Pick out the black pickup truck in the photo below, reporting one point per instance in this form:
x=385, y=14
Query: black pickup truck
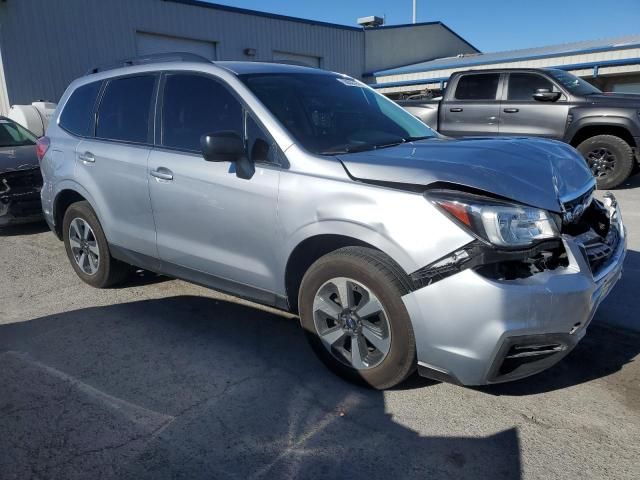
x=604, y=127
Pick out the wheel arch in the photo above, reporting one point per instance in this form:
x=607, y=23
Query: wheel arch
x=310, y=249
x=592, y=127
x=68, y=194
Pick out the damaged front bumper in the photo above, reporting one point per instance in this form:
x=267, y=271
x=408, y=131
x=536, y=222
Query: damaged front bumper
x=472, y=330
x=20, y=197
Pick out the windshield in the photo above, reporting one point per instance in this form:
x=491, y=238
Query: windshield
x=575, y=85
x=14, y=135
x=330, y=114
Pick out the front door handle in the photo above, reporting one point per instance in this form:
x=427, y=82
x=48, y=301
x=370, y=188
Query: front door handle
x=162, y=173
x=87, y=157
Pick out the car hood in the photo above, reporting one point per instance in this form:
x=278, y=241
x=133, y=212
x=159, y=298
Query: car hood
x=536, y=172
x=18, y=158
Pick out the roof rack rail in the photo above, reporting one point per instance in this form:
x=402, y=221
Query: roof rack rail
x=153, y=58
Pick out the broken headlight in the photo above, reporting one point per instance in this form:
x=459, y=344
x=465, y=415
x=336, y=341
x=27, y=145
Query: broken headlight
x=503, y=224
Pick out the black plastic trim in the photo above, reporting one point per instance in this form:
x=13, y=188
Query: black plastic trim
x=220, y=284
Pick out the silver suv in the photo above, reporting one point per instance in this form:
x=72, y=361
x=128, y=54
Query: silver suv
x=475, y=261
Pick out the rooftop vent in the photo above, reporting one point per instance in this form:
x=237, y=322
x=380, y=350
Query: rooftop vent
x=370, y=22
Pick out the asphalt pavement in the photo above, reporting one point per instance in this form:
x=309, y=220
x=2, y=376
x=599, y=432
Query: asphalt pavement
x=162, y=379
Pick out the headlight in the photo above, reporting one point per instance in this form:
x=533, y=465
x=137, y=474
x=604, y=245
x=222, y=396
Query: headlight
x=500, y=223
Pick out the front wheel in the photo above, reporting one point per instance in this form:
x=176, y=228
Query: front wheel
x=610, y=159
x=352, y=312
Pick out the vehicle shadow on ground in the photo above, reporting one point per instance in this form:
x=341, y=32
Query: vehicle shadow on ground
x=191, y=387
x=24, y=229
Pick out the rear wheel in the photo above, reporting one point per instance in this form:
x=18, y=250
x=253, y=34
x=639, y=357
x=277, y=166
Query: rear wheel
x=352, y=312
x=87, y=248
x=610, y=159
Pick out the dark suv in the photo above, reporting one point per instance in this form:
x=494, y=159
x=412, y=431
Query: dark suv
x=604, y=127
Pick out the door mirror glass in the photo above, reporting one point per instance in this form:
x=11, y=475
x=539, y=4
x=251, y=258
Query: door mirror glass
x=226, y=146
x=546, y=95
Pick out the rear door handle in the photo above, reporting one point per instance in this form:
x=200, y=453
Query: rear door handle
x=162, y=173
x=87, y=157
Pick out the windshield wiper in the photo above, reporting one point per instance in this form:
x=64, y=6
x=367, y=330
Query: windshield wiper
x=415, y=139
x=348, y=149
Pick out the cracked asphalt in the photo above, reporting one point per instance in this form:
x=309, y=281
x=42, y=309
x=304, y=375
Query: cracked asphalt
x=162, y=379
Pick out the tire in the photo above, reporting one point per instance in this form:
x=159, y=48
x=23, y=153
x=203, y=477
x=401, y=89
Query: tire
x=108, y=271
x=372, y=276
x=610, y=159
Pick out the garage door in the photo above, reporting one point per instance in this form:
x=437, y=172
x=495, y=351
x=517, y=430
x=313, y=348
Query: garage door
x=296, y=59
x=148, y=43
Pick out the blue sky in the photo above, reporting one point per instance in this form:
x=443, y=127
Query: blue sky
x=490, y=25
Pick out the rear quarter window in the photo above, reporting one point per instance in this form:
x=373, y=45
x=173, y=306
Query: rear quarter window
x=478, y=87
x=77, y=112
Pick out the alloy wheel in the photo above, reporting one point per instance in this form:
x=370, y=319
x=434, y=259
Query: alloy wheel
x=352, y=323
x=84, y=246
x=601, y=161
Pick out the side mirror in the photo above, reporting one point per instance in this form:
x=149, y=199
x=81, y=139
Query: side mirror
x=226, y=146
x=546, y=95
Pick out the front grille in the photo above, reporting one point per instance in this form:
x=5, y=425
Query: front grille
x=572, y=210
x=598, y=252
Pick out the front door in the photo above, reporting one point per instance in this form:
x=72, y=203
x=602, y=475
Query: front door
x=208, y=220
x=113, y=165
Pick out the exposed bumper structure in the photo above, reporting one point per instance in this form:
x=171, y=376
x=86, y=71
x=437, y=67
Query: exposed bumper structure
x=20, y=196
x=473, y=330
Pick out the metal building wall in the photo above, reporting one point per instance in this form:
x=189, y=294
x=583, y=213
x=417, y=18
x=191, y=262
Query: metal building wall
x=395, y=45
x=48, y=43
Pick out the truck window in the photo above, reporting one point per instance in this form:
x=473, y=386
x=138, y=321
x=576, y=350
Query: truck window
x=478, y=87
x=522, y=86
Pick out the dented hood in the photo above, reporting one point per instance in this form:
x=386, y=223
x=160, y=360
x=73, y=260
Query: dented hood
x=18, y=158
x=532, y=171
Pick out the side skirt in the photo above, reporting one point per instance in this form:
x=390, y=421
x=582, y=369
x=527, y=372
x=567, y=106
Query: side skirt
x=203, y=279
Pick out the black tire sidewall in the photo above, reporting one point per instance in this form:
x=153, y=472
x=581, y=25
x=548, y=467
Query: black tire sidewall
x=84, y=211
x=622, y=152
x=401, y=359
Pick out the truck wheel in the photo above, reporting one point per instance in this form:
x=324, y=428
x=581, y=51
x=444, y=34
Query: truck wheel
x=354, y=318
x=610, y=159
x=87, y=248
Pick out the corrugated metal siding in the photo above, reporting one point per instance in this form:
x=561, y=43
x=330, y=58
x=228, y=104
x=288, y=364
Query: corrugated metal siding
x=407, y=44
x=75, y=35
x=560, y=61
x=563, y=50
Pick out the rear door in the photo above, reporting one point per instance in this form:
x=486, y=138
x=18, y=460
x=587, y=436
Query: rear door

* * *

### YOUR GOAL:
Convert every line of the records above into a Markdown table with the columns Row and Line, numbering the rows and leaving out blank lines and the pictures.

### REPLY:
| Row | Line |
|---|---|
| 1 | Pick out the black pickup truck in the photo below, reporting one point per instance in this form: |
| 2 | x=385, y=14 |
| 3 | Query: black pickup truck |
| 4 | x=604, y=127 |
| 5 | Pick out the wheel arch in the photo above, reporting one point per instance in this form: |
| 6 | x=607, y=23 |
| 7 | Query: wheel arch |
| 8 | x=310, y=249 |
| 9 | x=592, y=127 |
| 10 | x=68, y=194 |
| 11 | Pick out the damaged front bumper in the photo above, reporting one point per instance in this form: |
| 12 | x=267, y=271 |
| 13 | x=408, y=131 |
| 14 | x=536, y=222 |
| 15 | Query: damaged front bumper |
| 16 | x=472, y=330 |
| 17 | x=20, y=197 |
| 18 | Pick out the windshield in the photo above, reporting one point per instance in this form: |
| 19 | x=491, y=238 |
| 20 | Query: windshield |
| 21 | x=575, y=85 |
| 22 | x=14, y=135 |
| 23 | x=330, y=114 |
| 24 | Pick out the front door handle in the photo above, reporting one point per instance in this form: |
| 25 | x=427, y=82 |
| 26 | x=48, y=301 |
| 27 | x=370, y=188 |
| 28 | Query: front door handle |
| 29 | x=162, y=173 |
| 30 | x=87, y=157 |
| 31 | Pick out the car hood in the photo above, reporting one point per instance in this form: |
| 32 | x=278, y=241 |
| 33 | x=133, y=212 |
| 34 | x=159, y=298 |
| 35 | Query: car hood |
| 36 | x=536, y=172 |
| 37 | x=18, y=158 |
| 38 | Pick out the roof rack rail in the photo above, reporting one point per instance in this form: |
| 39 | x=402, y=221 |
| 40 | Query: roof rack rail |
| 41 | x=153, y=58 |
| 42 | Pick out the broken headlight in the photo above, reporting one point per instance in this form: |
| 43 | x=459, y=344 |
| 44 | x=465, y=415 |
| 45 | x=336, y=341 |
| 46 | x=27, y=145 |
| 47 | Query: broken headlight |
| 48 | x=503, y=224 |
| 49 | Pick out the black plastic trim in the photo above, reporting one point per instance in this form: |
| 50 | x=13, y=188 |
| 51 | Query: black plastic trim |
| 52 | x=220, y=284 |
| 53 | Pick out the silver suv in the photo above, reporting one point per instance in this form: |
| 54 | x=72, y=361 |
| 55 | x=128, y=54 |
| 56 | Query: silver suv |
| 57 | x=475, y=261 |
| 58 | Pick out the rooftop vent in the photo above, reporting one point per instance in this form: |
| 59 | x=237, y=322 |
| 60 | x=380, y=350 |
| 61 | Query: rooftop vent |
| 62 | x=370, y=22 |
| 63 | Pick out the asphalt pavement in the photo above, reporting one point per instance in this form: |
| 64 | x=309, y=220 |
| 65 | x=2, y=376 |
| 66 | x=599, y=432 |
| 67 | Query: asphalt pavement |
| 68 | x=162, y=379 |
| 69 | Pick out the headlight in the photo above, reporting one point per instance in this form: |
| 70 | x=533, y=465 |
| 71 | x=137, y=474 |
| 72 | x=604, y=245 |
| 73 | x=222, y=396 |
| 74 | Query: headlight |
| 75 | x=500, y=223 |
| 76 | Pick out the front wheel in the photo above, reporting one point per instance in this form: |
| 77 | x=176, y=228 |
| 78 | Query: front wheel |
| 79 | x=610, y=159 |
| 80 | x=352, y=312 |
| 81 | Pick out the vehicle shadow on ground in the photo above, reporting one point per instance in this form: |
| 82 | x=341, y=32 |
| 83 | Query: vehicle shadow on ground |
| 84 | x=191, y=387 |
| 85 | x=24, y=229 |
| 86 | Pick out the rear wheel in the photo above, reporting one point per instance in this form: |
| 87 | x=18, y=250 |
| 88 | x=253, y=34 |
| 89 | x=639, y=357 |
| 90 | x=277, y=166 |
| 91 | Query: rear wheel |
| 92 | x=352, y=312 |
| 93 | x=87, y=248 |
| 94 | x=610, y=159 |
| 95 | Pick out the dark suv in the photo above, reporting one point per instance in this form: |
| 96 | x=494, y=159 |
| 97 | x=412, y=431 |
| 98 | Query: dark suv |
| 99 | x=604, y=127 |
| 100 | Pick out the door mirror glass in the photo above, reporting one point per instance in this form: |
| 101 | x=11, y=475 |
| 102 | x=539, y=4 |
| 103 | x=251, y=258 |
| 104 | Query: door mirror glass |
| 105 | x=226, y=146 |
| 106 | x=546, y=95 |
| 107 | Pick out the rear door handle in the photo above, reporting one point per instance in this form: |
| 108 | x=200, y=453 |
| 109 | Query: rear door handle |
| 110 | x=162, y=173 |
| 111 | x=87, y=157 |
| 112 | Pick out the windshield wiper in the photo above, reporting one point per instance in this form: |
| 113 | x=64, y=6 |
| 114 | x=367, y=330 |
| 115 | Query: windshield wiper |
| 116 | x=415, y=139 |
| 117 | x=348, y=149 |
| 118 | Pick out the cracked asphalt in the photo above, reporting one point per instance in this form: |
| 119 | x=309, y=281 |
| 120 | x=42, y=309 |
| 121 | x=304, y=375 |
| 122 | Query: cracked asphalt |
| 123 | x=162, y=379 |
| 124 | Pick out the tire in the photo above, reporting one point per instance in this form: |
| 125 | x=159, y=48 |
| 126 | x=23, y=153 |
| 127 | x=203, y=477 |
| 128 | x=401, y=89 |
| 129 | Query: tire |
| 130 | x=108, y=271 |
| 131 | x=372, y=276 |
| 132 | x=610, y=159 |
| 133 | Pick out the garage door in the photo above, reporting one point per instance in this form: |
| 134 | x=437, y=172 |
| 135 | x=495, y=351 |
| 136 | x=517, y=430 |
| 137 | x=313, y=348 |
| 138 | Query: garage door |
| 139 | x=296, y=59 |
| 140 | x=148, y=43 |
| 141 | Pick out the blue sky in the photo above, reporting one point per instance in this form: |
| 142 | x=443, y=127 |
| 143 | Query: blue sky |
| 144 | x=490, y=25 |
| 145 | Pick out the rear quarter window in the photo above, reporting one point per instance in this form: |
| 146 | x=373, y=45 |
| 147 | x=173, y=306 |
| 148 | Query: rear quarter window |
| 149 | x=478, y=87 |
| 150 | x=77, y=112 |
| 151 | Pick out the alloy wheel in the photo above, reporting one point per instance in this form: |
| 152 | x=370, y=319 |
| 153 | x=434, y=259 |
| 154 | Query: alloy wheel |
| 155 | x=352, y=323 |
| 156 | x=84, y=246 |
| 157 | x=601, y=161 |
| 158 | Pick out the side mirror in the photo above, reporting one point per instance in this form: |
| 159 | x=149, y=199 |
| 160 | x=81, y=139 |
| 161 | Query: side mirror |
| 162 | x=226, y=146 |
| 163 | x=546, y=95 |
| 164 | Pick out the front grille in the photo above, reporting one point per instance in this form: |
| 165 | x=5, y=425 |
| 166 | Query: front grille |
| 167 | x=572, y=210 |
| 168 | x=598, y=252 |
| 169 | Pick out the front door in the photo above, reporting one point per instance in this form: |
| 170 | x=72, y=203 |
| 171 | x=602, y=475 |
| 172 | Query: front door |
| 173 | x=208, y=220 |
| 174 | x=113, y=165 |
| 175 | Pick out the exposed bumper structure in the photo above, reporting one point per instance in this form: |
| 176 | x=171, y=376 |
| 177 | x=86, y=71 |
| 178 | x=437, y=67 |
| 179 | Query: exposed bumper structure |
| 180 | x=20, y=196 |
| 181 | x=473, y=330 |
| 182 | Pick out the metal building wall in the photo above, reporting one point per instance in this form: |
| 183 | x=189, y=294 |
| 184 | x=583, y=213 |
| 185 | x=417, y=18 |
| 186 | x=191, y=262 |
| 187 | Query: metal building wall |
| 188 | x=395, y=45 |
| 189 | x=48, y=43 |
| 190 | Pick out the truck window in the photo above, reporting one point per instance in this form: |
| 191 | x=473, y=386 |
| 192 | x=138, y=321 |
| 193 | x=576, y=350 |
| 194 | Query: truck window |
| 195 | x=478, y=87 |
| 196 | x=522, y=86 |
| 197 | Pick out the dented hood in the photo above, reporting one point per instance in this form: |
| 198 | x=386, y=223 |
| 199 | x=160, y=360 |
| 200 | x=73, y=260 |
| 201 | Query: dented hood |
| 202 | x=18, y=158 |
| 203 | x=532, y=171 |
| 204 | Pick out the side skirt in the photo above, reporting one point per instance in this form: |
| 205 | x=390, y=421 |
| 206 | x=582, y=369 |
| 207 | x=527, y=372 |
| 208 | x=567, y=106 |
| 209 | Query: side skirt |
| 210 | x=203, y=279 |
| 211 | Pick out the black tire sidewall in the photo above, reporting one point per instance in this form: |
| 212 | x=153, y=472 |
| 213 | x=581, y=25 |
| 214 | x=548, y=467 |
| 215 | Query: black tire sidewall |
| 216 | x=84, y=211 |
| 217 | x=622, y=152 |
| 218 | x=401, y=359 |
| 219 | Pick out the truck wheel in the photo above, reporting one point per instance in this form: |
| 220 | x=324, y=428 |
| 221 | x=581, y=51 |
| 222 | x=444, y=34 |
| 223 | Query: truck wheel |
| 224 | x=354, y=318 |
| 225 | x=610, y=159 |
| 226 | x=87, y=248 |
| 227 | Pick out the corrugated metal siding in the photo above, reporting one point per instance in this form: |
| 228 | x=561, y=43 |
| 229 | x=330, y=58 |
| 230 | x=228, y=104 |
| 231 | x=288, y=364 |
| 232 | Query: corrugated metal siding |
| 233 | x=407, y=44 |
| 234 | x=75, y=35 |
| 235 | x=560, y=61 |
| 236 | x=563, y=50 |
| 237 | Pick out the rear door in the photo above, reporting one point per instance in this form: |
| 238 | x=486, y=138 |
| 239 | x=18, y=460 |
| 240 | x=587, y=436 |
| 241 | Query: rear door |